Recorded data:
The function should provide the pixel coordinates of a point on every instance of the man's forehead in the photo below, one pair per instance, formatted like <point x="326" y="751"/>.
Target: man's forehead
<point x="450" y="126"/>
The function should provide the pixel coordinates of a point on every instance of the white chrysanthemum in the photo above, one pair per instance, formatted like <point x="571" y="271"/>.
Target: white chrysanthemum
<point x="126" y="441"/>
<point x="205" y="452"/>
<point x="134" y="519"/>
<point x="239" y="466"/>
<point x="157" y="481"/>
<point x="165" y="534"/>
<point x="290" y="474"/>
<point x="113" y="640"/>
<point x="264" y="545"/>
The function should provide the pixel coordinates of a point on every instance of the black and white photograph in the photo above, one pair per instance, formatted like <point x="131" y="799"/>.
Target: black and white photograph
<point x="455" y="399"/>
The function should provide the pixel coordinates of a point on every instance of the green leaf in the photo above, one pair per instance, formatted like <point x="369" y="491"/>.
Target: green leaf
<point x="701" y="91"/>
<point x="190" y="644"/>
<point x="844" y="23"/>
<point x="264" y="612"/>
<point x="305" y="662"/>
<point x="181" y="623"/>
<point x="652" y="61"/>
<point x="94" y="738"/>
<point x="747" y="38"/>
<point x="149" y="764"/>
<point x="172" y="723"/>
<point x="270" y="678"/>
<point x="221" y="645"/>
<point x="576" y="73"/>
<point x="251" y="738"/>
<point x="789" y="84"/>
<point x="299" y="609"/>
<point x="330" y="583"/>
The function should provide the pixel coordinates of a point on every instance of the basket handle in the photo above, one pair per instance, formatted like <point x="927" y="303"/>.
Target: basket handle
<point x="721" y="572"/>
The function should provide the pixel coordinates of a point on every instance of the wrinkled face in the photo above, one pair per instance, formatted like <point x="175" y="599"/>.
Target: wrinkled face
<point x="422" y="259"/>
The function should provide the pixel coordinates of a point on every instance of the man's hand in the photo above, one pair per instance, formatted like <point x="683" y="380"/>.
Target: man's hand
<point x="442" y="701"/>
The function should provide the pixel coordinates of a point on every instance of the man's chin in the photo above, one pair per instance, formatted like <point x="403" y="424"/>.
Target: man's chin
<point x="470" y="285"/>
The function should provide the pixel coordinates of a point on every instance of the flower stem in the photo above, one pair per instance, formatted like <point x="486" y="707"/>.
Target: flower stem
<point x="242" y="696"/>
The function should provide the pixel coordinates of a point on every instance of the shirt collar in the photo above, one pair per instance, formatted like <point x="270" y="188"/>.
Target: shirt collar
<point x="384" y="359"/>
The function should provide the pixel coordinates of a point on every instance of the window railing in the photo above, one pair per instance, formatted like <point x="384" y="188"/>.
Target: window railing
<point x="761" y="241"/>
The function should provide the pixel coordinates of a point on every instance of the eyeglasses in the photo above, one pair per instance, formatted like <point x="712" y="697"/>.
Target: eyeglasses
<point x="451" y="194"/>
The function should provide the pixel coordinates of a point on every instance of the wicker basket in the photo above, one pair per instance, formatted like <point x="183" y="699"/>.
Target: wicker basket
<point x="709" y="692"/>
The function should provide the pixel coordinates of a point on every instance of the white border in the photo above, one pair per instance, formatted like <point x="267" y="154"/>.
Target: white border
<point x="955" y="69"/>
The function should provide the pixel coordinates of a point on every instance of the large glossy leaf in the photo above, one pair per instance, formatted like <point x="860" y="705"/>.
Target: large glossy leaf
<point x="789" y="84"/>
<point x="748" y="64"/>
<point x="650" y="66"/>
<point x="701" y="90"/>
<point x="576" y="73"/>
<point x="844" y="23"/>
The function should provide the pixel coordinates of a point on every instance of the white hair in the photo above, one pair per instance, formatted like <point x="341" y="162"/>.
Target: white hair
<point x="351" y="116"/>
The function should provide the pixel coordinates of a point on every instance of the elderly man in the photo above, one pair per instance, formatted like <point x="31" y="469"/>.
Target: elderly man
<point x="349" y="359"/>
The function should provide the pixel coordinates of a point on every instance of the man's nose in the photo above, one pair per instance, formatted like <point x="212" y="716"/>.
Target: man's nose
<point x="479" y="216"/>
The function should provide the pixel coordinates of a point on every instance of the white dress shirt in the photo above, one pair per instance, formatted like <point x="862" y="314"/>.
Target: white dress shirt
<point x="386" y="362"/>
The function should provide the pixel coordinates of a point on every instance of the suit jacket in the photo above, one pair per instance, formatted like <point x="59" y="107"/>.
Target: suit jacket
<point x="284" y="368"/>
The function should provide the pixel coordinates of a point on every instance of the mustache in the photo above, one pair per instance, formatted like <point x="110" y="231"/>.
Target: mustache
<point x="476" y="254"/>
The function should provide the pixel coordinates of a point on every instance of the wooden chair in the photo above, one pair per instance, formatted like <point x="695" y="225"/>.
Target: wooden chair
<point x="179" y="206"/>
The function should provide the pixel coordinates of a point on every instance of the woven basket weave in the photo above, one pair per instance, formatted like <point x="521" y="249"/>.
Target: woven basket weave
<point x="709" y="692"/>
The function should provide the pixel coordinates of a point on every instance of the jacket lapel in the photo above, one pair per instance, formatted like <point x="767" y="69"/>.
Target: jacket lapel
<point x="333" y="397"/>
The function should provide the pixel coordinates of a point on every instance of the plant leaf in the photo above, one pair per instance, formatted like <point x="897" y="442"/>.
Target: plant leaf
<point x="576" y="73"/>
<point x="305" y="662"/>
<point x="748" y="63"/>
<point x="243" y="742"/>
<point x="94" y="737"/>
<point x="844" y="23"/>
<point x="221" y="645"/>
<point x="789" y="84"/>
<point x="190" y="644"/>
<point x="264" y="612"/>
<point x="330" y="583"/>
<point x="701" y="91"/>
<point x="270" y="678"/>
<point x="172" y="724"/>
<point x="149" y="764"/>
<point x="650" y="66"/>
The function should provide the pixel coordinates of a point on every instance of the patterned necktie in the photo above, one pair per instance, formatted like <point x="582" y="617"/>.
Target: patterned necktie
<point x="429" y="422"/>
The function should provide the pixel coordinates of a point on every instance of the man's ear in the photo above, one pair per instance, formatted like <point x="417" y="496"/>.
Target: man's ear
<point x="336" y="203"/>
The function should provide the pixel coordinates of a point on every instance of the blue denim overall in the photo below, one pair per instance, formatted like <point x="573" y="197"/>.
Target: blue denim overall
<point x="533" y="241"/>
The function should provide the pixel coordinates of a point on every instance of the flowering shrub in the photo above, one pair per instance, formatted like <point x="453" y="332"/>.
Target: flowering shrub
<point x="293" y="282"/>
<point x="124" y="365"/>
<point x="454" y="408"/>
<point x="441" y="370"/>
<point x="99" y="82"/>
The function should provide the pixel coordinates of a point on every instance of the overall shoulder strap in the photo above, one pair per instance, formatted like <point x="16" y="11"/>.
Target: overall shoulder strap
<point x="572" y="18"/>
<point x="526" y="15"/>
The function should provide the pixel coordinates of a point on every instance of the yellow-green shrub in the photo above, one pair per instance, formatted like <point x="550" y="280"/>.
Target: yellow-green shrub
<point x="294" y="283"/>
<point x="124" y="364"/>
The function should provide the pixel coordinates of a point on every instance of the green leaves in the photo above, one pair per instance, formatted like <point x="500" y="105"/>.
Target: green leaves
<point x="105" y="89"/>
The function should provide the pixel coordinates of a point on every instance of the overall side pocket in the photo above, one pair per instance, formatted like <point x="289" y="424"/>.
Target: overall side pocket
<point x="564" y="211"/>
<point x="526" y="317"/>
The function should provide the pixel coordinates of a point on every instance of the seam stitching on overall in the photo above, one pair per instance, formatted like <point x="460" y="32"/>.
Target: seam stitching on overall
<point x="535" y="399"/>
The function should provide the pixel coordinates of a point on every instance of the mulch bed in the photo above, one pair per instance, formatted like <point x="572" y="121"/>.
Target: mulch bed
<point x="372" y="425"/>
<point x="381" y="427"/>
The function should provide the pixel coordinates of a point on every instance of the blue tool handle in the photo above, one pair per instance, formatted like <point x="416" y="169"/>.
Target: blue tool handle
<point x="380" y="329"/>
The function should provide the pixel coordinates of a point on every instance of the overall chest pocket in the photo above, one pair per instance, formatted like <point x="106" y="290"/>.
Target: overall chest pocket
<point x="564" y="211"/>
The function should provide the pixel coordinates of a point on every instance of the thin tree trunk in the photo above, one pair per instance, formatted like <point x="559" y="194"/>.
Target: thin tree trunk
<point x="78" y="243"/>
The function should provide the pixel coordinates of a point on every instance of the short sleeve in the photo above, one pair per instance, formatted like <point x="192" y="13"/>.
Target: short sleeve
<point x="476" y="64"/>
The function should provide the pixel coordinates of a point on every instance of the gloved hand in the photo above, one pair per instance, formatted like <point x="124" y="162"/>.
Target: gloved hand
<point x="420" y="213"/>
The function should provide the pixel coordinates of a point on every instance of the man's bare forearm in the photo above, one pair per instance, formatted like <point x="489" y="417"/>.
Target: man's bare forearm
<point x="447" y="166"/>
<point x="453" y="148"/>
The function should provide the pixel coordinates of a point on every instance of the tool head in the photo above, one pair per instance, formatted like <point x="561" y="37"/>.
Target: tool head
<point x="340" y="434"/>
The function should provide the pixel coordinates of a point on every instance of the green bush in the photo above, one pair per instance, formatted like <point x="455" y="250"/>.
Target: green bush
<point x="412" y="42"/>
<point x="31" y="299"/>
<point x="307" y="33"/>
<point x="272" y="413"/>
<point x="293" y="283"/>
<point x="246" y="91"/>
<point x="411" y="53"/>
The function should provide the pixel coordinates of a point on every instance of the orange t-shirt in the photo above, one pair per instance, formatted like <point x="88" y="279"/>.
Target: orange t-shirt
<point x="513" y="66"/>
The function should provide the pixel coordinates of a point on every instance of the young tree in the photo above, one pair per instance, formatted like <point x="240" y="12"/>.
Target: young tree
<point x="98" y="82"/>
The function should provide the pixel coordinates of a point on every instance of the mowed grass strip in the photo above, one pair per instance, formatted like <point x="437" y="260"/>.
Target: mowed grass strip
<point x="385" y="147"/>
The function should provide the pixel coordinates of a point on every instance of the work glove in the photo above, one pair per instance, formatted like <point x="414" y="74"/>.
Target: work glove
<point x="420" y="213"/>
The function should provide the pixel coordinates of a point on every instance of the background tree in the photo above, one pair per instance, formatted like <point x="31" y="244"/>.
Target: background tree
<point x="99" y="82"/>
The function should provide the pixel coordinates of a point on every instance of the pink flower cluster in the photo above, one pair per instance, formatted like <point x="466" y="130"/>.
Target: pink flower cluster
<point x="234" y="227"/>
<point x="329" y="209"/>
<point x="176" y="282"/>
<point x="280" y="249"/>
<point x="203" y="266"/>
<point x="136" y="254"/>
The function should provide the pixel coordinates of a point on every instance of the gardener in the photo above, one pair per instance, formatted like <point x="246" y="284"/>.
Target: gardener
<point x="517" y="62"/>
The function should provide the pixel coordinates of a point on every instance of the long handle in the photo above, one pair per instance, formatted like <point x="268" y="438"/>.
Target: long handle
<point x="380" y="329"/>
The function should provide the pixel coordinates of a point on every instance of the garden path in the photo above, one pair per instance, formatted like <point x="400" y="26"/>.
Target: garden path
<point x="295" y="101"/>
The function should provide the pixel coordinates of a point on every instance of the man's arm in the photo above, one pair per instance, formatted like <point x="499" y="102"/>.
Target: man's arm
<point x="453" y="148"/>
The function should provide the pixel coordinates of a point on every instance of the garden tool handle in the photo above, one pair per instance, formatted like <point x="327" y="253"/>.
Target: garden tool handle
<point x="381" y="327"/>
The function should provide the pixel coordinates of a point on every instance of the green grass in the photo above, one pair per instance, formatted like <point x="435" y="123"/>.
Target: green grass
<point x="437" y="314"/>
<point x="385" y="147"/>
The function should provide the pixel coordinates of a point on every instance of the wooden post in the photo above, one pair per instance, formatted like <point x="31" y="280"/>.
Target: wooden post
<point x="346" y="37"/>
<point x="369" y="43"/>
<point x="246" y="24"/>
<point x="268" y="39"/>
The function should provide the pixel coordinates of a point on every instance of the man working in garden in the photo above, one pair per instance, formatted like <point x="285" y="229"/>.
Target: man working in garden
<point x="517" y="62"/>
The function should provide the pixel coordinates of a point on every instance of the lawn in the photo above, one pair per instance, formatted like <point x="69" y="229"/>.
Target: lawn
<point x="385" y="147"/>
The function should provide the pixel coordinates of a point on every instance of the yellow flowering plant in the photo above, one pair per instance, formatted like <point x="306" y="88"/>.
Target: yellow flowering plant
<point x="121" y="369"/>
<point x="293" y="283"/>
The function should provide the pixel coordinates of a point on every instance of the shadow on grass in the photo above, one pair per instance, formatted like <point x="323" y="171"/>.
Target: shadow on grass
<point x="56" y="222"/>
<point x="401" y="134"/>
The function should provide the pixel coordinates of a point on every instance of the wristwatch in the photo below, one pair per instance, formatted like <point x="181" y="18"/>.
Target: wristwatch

## Requirement
Each line from the one containing "the man working" to the final line of the entries above must be returned exactly, and no other line may appear.

## Full output
The function should provide the pixel coordinates of a point on every instance of the man working in garden in the photo above, one pair per instance, formatted like <point x="285" y="229"/>.
Target: man working in garden
<point x="517" y="62"/>
The function should provide the pixel coordinates of a point on every instance of the lawn in the photo above, one pair per instance, formatted like <point x="69" y="229"/>.
Target: lawn
<point x="385" y="147"/>
The function should provide the pixel coordinates of a point on every instance of the yellow flowering plant in the photo above, one pair per instance, formatted like <point x="306" y="88"/>.
Target: yellow flowering plant
<point x="121" y="369"/>
<point x="293" y="283"/>
The function should provide the pixel coordinates of a point on every instance of the shadow on grass in the photo above, one pair per instance, formatted like <point x="323" y="171"/>.
Target: shadow on grass
<point x="56" y="222"/>
<point x="401" y="134"/>
The function should provide the pixel coordinates of a point on every instance of the wristwatch in the photo below, one pair per instance, formatted like <point x="181" y="18"/>.
Target: wristwatch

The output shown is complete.